ERECCIÓN DEL LABIO SOBRE LA PÁGINA


[14] Estoy en un bar de Almería defendiendo la locura de Leopoldo María Panero. Siento por un momento que toda mi vida me ha llevado, me ha preparado para estar allí defendiendo su no impostura, su grandeza que es su miseria. Y su poesía. Su poema que traspasa el poema, que lo quema en su perfecta crueldad de saber mirar más lejos que las palabras.

Es el más grande, no sé muy bien desde quién, creo que desde muy atrás, muy atrás. No me importa contra quién lo defiendo esa noche de Almería, sé que no tengo argumentos contra ellos, que son amigos y que por tanto se apiadan de cada una de mis torpes palabras. Lo sé con tanta certeza como que no me equivoco, como que más allá del personaje del loco está el loco, que más allá de su poesía está el loco, que detrás del loco está la mejor poesía que jamás he leído.

Me pasa con casi todos los poetas que admiro: lo mejor es lo que no ha escrito. Dicho así me imagino hablando de la alegre muchachada poética. No es así. Es más simple: cada última pieza que edita Panero (Valdemar, Huerga&Fierro, Igitur, editores afortunados, pero él está en otra división) merece lo anterior, lo fagocita, me refiero a lo que hay más allá de la Poesía Completa en Visor. Esta Erección del labio sobre la página, de 2003, es confirmarlo todo.

P.s.: Panero no es Bunbury ni su miserable y patética mamada de sí mismo. Bunbury es un jodido parvenu que nadie ha invitado a esta fiesta. Me muero si me lo callo.

PANERO, Leopoldo María, Erección del labio sobre la página. Valdemar. Madrid, 2003. ISBN 84-7702-461-8.

EQUIPAJE ABIERTO


[13] Me encontré a Inés María Guzmán en calle Larios, un viernes ya de noche. Ella salía del Ateneo, había presentado este libro y me lo regaló, Equipaje abierto. Antología (1975-2009). Treinta y cuatro años escribiendo poemas. Estaba enfadada. «Hoy hay demasiados poetas jóvenes que deciden lo que se publica y lo que no». Esto es lo que me dijo (por desgracia no me puedo dar por aludido en ninguna de las vertientes, ay). Yo no lo sé, tengo sospechas, eso es todo.

Creo que no hay que desear nada para que todo ocurra. No hay que querer nunca nada. Esto, que podría ser un mantra budista, en mi boca es un escudo blindado. Hay que blindarse contra los desafíos y contra los objetivos, contra alcanzar cosas, contra llegar a la otra orilla. Es mi particular Letanía del Miedo

Ojalá le hubiera sabido decir a Inés «no quieras nada para tus poemas». Pero eso no se le puede decir a la cara a nadie, porque nadie lo va a entender, ni siquiera yo mismo se lo entendería a quien me lo dijera, una noche, después de regalarle un libro que encierra treinta y cuatro años de poemas.

DATOS SIN PROCESAR =>
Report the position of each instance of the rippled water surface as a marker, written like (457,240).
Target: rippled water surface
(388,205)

REQUISITOS DEL EJERCICIO =>
**A)** Reproduce sin cambios el pasaje de las reseñas de libros de poesía que empieza con "P.s.: Panero no" y sigue hasta "2003. ISBN 84-7702-461-8.".
**B)** Sigue escribiendo las reseñas de libros de poesía a partir de su última oración.

RESPUESTAS DEL EJERCICIO =>
**A)**
P.s.: Panero no es Bunbury ni su miserable y patética mamada de sí mismo. Bunbury es un jodido parvenu que nadie ha invitado a esta fiesta. Me muero si me lo callo.

PANERO, Leopoldo María, Erección del labio sobre la página. Valdemar. Madrid, 2003. ISBN 84-7702-461-8.

**B)**
GUZMÁN, Inés María, Equipaje abierto. Antología (1975-2009). Ateneo de Málaga. Málaga, 2009. ISBN —. 

LA DERROTA DE NAPOLEÓN EN RUSIA


[12] Todo empezó hace mucho tiempo. Nos reuníamos los fines de semana, comenzábamos el sábado a primera hora y volvíamos a casa el domingo de madrugada. Nos fotocopiábamos los reglamentos editados en aquellas impresoras matriciales, las figuras de plomo se repartían en aquellas dos mesas enormes, cargábamos, formábamos cuadros, escribíamos órdenes de combate táctico, y después, cuando ya todo se había recogido, comenzaba lo más interesante, las discusiones y las risas sobre lo que había ocurrido sobre la mesa, en la batalla. Durante dos o tres años estuve batallando con figuras de plomo por los campos de Europa, en aquel club de estrategas de salón.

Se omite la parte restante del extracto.